• [TEXT SEGMENT]
By Opheera McDoom
Tue Aug 7, 1:29 PM ET
Sudan's government is not enthusiastic about some elements of a joint Darfur rebel negotiating platform agreed during U.N. and African Union mediated talks, U.N. Darfur envoy Jan Eliasson said on Tuesday.
Eliasson and his AU counterpart Salim Ahmed Salim, in an effort to reignite peace efforts, brought many Darfur commanders and groups together for unity talks in Arusha early this week.
They emerged from the meeting in Tanzania with a common platform, including agreement on land issues, power and wealth-sharing ahead of proposed talks with the government.
But Eliasson told reporters after meeting Foreign Ministry officials in Khartoum: "Not all of the points of course are met with great enthusiasm, but it is a basis."
Khartoum says a Darfur peace deal it signed with one of three rebel negotiating factions in May 2006 should not be reopened to address the concerns of rebels, who have since split into more than a dozen factions.
"The government does not want to have a renegotiation of the DPA (Darfur Peace Agreement) so this is a matter we will discuss both with the government and with the non-signatories -- how will we finalize the final agenda," Eliasson added.

• [TASK 1] From the news report on the Darfur talks, list every place name that appears.
• [TASK 2] Print the part of the Darfur talks report that starts with the words "Khartoum says a" and ends after the words "a dozen factions.".
Rely only on the text above.

Items in a dataset:
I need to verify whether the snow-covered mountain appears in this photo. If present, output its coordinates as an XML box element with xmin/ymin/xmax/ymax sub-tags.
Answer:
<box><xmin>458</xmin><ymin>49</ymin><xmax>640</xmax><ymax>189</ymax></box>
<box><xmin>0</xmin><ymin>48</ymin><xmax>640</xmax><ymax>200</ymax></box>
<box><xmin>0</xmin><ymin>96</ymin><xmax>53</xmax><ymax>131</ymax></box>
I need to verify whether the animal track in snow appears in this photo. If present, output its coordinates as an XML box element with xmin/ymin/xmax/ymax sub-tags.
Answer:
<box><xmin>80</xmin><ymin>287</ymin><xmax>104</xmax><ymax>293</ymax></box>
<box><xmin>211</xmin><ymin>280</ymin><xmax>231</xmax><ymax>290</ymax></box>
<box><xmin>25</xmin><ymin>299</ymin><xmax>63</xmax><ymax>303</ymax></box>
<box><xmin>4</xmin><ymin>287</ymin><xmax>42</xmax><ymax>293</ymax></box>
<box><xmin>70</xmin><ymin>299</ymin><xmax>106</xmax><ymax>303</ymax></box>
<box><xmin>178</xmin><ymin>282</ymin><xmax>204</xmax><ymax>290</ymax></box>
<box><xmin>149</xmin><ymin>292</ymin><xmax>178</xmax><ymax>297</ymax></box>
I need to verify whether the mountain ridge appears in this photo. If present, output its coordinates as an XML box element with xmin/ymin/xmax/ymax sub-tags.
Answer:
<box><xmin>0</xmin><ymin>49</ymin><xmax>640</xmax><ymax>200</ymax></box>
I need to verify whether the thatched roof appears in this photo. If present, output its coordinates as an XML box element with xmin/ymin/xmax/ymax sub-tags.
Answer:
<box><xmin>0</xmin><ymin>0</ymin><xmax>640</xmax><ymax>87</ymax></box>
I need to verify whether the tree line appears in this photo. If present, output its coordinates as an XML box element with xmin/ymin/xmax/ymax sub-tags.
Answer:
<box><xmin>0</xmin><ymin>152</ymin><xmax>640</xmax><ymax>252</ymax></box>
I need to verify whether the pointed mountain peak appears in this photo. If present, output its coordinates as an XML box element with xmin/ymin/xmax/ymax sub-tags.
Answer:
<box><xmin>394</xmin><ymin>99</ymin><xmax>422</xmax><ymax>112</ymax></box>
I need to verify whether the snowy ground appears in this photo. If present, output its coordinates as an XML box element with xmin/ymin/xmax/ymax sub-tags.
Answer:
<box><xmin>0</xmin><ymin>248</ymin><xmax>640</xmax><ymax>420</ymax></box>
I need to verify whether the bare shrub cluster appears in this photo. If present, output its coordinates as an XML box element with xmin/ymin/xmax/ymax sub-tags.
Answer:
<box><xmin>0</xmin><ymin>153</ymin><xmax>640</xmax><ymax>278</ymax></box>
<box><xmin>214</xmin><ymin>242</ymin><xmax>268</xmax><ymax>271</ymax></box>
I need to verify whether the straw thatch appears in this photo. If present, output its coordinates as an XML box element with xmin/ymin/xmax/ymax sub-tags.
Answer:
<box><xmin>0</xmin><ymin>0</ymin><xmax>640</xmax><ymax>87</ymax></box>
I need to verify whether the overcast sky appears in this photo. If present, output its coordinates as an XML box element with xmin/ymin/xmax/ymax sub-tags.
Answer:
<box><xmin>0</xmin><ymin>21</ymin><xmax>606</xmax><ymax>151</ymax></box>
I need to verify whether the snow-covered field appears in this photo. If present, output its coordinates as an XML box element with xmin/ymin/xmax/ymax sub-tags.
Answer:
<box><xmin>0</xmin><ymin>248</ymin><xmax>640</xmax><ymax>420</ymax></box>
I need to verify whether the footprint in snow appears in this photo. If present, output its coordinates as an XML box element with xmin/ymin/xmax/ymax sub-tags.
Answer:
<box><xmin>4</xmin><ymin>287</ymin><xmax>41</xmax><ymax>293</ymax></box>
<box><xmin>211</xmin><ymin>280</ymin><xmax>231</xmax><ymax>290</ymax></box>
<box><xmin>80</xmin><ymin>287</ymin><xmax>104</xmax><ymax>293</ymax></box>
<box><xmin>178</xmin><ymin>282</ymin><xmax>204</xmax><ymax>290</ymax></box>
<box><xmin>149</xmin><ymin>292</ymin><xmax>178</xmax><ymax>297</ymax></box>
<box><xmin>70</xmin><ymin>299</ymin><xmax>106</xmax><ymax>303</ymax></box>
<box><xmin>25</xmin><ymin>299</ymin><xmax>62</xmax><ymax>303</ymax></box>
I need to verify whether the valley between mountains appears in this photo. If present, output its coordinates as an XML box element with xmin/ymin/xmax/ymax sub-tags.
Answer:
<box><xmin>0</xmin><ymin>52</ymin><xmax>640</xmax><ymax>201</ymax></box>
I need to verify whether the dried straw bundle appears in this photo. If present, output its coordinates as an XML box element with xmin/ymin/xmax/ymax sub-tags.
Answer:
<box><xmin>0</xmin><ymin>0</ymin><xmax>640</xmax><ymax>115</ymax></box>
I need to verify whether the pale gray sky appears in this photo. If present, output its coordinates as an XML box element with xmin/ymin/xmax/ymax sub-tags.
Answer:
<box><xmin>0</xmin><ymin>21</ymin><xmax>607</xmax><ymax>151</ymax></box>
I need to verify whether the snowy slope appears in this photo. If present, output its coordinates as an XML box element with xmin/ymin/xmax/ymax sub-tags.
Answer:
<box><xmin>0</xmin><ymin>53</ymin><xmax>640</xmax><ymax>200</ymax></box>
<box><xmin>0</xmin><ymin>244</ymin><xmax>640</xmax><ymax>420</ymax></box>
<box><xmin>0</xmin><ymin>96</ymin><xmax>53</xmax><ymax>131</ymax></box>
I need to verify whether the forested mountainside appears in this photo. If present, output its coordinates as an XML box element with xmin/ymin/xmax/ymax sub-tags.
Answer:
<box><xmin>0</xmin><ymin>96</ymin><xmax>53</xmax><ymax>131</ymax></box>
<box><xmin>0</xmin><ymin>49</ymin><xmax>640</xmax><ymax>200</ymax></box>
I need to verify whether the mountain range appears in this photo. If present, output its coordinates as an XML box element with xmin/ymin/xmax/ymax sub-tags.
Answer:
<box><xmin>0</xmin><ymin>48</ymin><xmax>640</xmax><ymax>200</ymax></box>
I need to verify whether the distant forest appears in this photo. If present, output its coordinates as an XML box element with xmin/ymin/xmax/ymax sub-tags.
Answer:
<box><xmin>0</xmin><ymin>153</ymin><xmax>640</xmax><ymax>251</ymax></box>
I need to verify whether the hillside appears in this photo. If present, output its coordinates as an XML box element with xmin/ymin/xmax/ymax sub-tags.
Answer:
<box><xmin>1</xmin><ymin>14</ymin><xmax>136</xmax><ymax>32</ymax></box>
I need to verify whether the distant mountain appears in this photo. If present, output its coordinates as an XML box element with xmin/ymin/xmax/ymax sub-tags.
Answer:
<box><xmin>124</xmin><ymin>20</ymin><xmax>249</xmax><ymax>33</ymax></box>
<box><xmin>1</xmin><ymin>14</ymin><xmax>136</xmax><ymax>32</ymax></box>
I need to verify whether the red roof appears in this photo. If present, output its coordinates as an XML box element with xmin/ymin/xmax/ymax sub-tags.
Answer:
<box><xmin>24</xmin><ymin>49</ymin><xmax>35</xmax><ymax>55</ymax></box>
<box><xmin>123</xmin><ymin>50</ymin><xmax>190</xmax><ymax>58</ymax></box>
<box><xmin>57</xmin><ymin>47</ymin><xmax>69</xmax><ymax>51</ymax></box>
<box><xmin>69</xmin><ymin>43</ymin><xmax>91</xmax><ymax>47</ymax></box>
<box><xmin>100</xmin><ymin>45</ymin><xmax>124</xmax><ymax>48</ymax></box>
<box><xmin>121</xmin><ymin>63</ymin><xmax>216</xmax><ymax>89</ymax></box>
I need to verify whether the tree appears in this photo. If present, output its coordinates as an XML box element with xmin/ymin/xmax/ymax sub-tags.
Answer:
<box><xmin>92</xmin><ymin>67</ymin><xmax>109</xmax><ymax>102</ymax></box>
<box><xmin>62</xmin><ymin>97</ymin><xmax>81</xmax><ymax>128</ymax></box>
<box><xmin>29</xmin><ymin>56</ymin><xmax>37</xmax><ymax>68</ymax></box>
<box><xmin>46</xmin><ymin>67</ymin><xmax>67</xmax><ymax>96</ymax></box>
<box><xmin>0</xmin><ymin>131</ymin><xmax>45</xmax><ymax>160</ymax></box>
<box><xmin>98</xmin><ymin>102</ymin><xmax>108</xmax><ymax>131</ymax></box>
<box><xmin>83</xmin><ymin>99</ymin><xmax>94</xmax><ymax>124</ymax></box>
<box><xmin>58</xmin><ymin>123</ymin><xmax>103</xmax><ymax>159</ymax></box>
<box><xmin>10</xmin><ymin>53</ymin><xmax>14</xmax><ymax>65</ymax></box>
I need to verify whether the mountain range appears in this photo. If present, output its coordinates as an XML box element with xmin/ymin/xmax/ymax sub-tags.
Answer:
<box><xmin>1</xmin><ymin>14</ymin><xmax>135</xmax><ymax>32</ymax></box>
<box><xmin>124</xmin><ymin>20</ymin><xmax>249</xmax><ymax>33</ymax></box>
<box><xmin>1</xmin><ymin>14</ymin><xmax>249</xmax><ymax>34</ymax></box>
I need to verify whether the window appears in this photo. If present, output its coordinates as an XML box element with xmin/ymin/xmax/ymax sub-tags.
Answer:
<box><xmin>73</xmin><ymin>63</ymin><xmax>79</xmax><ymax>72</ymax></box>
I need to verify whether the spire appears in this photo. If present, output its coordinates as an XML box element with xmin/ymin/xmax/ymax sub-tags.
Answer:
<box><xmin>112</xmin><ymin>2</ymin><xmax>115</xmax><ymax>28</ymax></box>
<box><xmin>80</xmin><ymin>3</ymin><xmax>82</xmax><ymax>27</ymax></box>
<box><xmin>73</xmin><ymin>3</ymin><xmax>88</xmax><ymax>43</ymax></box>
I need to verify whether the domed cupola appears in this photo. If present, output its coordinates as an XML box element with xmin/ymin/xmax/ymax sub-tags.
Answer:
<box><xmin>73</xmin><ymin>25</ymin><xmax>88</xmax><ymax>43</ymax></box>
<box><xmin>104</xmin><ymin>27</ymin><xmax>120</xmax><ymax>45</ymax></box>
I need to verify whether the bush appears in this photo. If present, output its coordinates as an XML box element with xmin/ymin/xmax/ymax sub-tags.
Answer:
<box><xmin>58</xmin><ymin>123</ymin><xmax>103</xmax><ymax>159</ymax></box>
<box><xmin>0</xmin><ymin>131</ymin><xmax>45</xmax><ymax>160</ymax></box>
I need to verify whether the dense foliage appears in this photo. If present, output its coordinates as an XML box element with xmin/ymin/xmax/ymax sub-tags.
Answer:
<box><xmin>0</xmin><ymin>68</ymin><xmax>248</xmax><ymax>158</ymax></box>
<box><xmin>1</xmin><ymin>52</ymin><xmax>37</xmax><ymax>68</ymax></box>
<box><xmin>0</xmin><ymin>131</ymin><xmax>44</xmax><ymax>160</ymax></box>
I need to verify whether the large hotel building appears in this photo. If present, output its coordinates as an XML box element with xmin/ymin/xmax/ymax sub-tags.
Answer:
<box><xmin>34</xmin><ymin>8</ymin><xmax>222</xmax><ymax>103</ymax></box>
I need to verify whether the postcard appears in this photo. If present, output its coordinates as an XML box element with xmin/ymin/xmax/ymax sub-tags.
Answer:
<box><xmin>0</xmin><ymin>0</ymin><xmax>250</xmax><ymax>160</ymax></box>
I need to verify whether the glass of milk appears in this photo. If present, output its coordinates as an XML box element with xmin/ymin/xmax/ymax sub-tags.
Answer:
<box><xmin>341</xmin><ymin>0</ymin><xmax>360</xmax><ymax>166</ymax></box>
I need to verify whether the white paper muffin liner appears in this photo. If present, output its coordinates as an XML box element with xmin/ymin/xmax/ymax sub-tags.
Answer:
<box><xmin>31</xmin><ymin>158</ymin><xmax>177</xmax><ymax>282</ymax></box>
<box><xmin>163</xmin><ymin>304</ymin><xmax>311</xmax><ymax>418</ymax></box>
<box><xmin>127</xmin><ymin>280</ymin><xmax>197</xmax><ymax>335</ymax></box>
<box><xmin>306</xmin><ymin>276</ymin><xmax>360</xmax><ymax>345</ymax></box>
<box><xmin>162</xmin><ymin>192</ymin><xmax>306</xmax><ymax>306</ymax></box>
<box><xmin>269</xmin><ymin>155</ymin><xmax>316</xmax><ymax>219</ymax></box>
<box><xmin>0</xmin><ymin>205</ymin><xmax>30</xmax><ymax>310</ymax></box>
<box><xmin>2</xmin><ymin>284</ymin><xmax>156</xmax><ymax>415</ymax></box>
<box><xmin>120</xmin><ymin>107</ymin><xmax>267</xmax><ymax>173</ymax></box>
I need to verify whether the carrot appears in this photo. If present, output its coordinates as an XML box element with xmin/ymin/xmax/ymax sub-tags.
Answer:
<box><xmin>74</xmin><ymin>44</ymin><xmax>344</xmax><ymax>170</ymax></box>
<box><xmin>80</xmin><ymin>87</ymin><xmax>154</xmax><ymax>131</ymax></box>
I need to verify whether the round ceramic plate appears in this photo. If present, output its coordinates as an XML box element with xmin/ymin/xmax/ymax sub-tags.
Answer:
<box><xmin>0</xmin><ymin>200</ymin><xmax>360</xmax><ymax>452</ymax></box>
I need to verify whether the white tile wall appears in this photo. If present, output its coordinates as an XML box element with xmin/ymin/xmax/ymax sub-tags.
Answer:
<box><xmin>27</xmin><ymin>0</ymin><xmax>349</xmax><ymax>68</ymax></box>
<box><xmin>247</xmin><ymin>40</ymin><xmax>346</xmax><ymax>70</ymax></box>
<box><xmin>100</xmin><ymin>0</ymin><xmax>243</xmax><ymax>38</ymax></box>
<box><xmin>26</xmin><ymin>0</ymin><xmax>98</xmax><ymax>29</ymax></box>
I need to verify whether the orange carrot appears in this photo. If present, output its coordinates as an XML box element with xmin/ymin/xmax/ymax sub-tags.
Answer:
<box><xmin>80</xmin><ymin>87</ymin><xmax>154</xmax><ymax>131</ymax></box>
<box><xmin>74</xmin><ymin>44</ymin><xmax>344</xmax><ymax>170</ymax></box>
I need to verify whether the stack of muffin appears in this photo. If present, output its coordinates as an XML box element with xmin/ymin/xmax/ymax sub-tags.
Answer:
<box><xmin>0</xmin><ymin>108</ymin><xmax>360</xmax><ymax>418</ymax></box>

• [OUTPUT 1] Sudan, Darfur, Arusha, Tanzania, Khartoum

• [OUTPUT 2]
Khartoum says a Darfur peace deal it signed with one of three rebel negotiating factions in May 2006 should not be reopened to address the concerns of rebels, who have since split into more than a dozen factions.